:: Materials provided ::
** Begin **

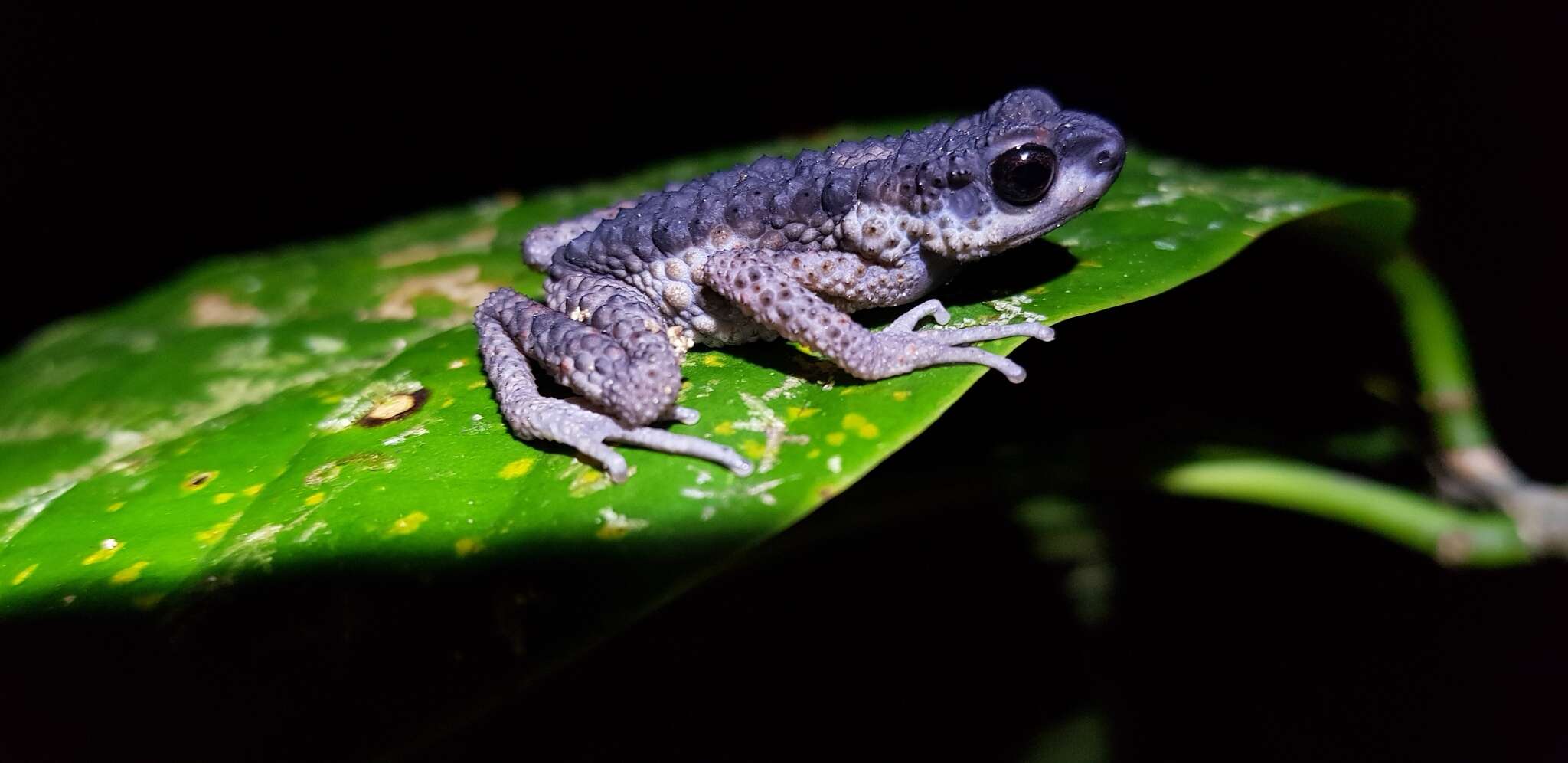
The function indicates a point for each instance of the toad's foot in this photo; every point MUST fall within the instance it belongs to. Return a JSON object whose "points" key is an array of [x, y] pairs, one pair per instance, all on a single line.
{"points": [[510, 324], [573, 423], [951, 336], [775, 299]]}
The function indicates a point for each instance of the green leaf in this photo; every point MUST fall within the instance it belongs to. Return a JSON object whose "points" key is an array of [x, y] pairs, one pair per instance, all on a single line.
{"points": [[323, 405]]}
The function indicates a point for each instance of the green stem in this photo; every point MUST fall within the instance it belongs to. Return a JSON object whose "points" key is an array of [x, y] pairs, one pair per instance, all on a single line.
{"points": [[1448, 388], [1451, 534]]}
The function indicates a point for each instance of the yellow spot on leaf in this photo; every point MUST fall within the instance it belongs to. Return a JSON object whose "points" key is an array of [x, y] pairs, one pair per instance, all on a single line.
{"points": [[393, 407], [198, 481], [408, 523], [516, 468], [860, 426], [24, 575], [217, 531], [797, 411], [127, 575], [103, 555]]}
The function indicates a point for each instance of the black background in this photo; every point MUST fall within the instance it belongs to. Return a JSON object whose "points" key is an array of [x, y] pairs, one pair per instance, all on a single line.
{"points": [[134, 146]]}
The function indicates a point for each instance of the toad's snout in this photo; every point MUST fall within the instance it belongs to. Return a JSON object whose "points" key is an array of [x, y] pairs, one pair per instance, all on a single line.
{"points": [[1093, 145]]}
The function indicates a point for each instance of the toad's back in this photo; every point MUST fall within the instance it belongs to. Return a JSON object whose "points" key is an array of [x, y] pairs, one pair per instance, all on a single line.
{"points": [[782, 247]]}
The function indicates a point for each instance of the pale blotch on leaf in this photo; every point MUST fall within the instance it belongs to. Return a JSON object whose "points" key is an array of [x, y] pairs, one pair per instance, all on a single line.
{"points": [[218, 309], [127, 575], [408, 523], [107, 550], [615, 526], [24, 575]]}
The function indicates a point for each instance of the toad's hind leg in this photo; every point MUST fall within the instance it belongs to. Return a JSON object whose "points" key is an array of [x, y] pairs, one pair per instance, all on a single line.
{"points": [[775, 299], [541, 242], [623, 368]]}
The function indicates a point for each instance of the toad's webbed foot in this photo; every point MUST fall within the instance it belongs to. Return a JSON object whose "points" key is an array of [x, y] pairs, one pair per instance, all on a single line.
{"points": [[775, 299], [573, 423]]}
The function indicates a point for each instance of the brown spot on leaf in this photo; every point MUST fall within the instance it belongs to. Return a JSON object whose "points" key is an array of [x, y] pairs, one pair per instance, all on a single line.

** End **

:: What is being asked ::
Replace every "photo" in all the items above with "image", leaving everything else unchanged, and give the items again. Leave the pictures out of the answer.

:: Task answer ::
The function indicates a point for each instance of the toad's foot in this image; every point MUST fall within the instance it belongs to. Return a JSON object whose "points" key is an array of [x, y] pairs, one pair per instance, all on a single line.
{"points": [[510, 324], [573, 423], [951, 336], [775, 299]]}
The function indicates a point for each instance of the green leaf in this image; every point MUST fall within the instance it belongs to. Return a JSON object whose "points" key is an array of [x, y] pairs, one pair per instance, all on a single line.
{"points": [[323, 405]]}
The function indicates a point for each instance of the green stem in this image; every point MUST fall within the instance it belongs to. Return a JSON object whose "points" key is an array of [x, y] pairs, one pair per instance, all on a single line.
{"points": [[1448, 388], [1451, 534]]}
The function indicates a point for each instance of the yellow spot on leaf in this image; every point MUST fall within the instance it belongs to. Return a JSON object whose "points" key is an array of [x, y] pairs, one pair per instance, all on a single line.
{"points": [[393, 407], [198, 481], [408, 523], [516, 468], [860, 426], [24, 575], [217, 531], [797, 411], [127, 575], [103, 555]]}
The function indicates a point for each instance of the black background in this image; every point MUST fall within the instance it belongs to. Return a JSON object whose "points" key is an array of [x, y] pairs, one pair per instance, all on a single line.
{"points": [[134, 146]]}
The function indicates a point for each instance of the toad's snout in this image; every point MUST fall within the instance it belongs to. Return a JSON object whose "points" key is an array of [x, y] pairs, one pair per instance, all on a single line.
{"points": [[1093, 145]]}
The function indicates a point for each instance of the toad's back in this image; every point MUST fall within the instance it belongs to. Return a JSON object whose "points" key is an array of [x, y] pairs, one pair per instance, all on a single line.
{"points": [[782, 247]]}
The function indicates a point for each instance of the pale blotch on leaf in this image; every point MUST fall within the instance it belongs to. Return a JSON object whose "points" key is an array of [x, y] pairs, one pair per instance, all on a single line.
{"points": [[218, 309], [127, 575], [408, 523], [107, 550], [615, 526], [24, 575]]}
The function indicates a point for each instance of the toad's hind leg in this image; every point MUST fall within the instance it belongs to. Return a JSON object whose "points" key is an array of [x, y] pairs, one pair per instance, all on a single line.
{"points": [[775, 299], [541, 242], [623, 368]]}
The function indicates a point for each instance of the toad's webbed foot in this image; every point MUST fall within the instance it belongs to. Return a JSON object whose "points" key is an array of [x, y] pairs, one pair per instance, all on a single line.
{"points": [[775, 299], [573, 423]]}
The function indicates a point for each instance of the brown spot on leaf in this image; every point MUST fall within the instance it belongs to. Return a JSON object whose "points" key is an array of [x, y] pairs, one pair per instance, all on a single line.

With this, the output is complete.